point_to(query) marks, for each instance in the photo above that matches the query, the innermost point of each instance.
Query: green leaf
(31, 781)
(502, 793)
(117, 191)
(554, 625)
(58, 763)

——

_PROBLEM TO WORK ON_
Print the entire listing above once more, with nothing changed.

_ANSWER BOX_
point_to(query) marks, for each instance in the photo above that matches the query, the innermost point of each instance.
Query: green leaf
(31, 781)
(502, 793)
(117, 191)
(554, 625)
(58, 763)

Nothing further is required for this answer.